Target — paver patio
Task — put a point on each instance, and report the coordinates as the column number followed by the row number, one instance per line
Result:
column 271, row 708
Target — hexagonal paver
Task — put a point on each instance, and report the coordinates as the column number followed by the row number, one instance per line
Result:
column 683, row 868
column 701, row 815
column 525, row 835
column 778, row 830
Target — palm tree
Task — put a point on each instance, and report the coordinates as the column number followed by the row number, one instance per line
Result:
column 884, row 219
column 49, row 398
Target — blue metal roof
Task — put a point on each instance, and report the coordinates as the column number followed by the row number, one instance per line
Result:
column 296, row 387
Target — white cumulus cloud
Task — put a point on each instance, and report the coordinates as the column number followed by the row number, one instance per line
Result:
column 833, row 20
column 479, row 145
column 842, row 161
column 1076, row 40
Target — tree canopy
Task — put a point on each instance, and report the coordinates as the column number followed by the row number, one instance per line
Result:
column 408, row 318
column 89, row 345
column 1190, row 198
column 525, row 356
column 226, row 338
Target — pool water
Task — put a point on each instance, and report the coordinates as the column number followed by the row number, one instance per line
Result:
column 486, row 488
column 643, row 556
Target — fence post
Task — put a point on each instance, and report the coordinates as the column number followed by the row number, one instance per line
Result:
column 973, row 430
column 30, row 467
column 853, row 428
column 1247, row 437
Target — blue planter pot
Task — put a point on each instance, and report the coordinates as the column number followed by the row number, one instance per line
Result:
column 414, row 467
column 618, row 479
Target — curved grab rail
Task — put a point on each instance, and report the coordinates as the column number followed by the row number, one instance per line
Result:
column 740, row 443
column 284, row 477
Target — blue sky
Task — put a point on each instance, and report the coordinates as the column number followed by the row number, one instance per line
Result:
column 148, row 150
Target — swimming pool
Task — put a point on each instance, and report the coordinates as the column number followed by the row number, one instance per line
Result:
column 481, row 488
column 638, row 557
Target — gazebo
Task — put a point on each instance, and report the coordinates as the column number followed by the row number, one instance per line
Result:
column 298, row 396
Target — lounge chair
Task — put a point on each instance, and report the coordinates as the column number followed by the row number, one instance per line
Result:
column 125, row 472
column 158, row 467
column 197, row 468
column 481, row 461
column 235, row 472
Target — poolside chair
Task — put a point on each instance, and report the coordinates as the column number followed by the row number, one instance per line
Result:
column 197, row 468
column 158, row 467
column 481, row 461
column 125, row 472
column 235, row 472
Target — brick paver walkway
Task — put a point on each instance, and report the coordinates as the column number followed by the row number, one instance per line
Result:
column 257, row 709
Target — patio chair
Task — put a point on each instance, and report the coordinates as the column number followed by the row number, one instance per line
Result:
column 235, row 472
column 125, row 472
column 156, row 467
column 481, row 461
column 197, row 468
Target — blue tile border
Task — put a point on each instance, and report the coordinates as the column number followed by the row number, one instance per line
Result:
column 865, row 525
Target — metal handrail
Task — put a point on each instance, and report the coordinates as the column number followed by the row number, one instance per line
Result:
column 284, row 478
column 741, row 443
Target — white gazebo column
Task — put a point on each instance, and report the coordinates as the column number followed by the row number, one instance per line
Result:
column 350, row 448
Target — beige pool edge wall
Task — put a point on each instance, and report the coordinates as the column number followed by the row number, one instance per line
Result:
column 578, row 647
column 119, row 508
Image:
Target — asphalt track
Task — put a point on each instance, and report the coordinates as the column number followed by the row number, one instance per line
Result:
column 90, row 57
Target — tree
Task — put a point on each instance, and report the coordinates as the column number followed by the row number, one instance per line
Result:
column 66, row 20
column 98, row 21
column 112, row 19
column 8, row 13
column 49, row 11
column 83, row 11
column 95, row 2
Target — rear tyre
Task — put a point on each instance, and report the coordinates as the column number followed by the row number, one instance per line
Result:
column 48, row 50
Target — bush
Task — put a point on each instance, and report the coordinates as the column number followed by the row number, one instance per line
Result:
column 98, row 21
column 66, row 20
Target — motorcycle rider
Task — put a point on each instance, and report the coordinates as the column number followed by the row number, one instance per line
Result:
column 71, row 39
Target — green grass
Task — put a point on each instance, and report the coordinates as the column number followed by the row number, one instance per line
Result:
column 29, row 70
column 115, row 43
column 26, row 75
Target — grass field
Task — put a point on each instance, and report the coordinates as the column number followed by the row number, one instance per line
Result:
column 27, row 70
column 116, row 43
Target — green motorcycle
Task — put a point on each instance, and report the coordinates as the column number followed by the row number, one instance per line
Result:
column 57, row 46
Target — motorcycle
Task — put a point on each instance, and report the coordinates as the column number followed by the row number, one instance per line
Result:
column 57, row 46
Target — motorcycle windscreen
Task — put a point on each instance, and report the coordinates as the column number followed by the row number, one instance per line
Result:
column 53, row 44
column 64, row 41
##############################
# Objective
Convert the lines between the line containing "Target — blue sky" and the line containing "column 148, row 150", inclusive, into a JSON list of strings with one string per line, omitting blank lines.

# Solved problem
[
  "Target — blue sky",
  "Task — put a point on each instance, and report the coordinates as the column number followed by the row number, one instance per line",
  "Result:",
  "column 148, row 150"
]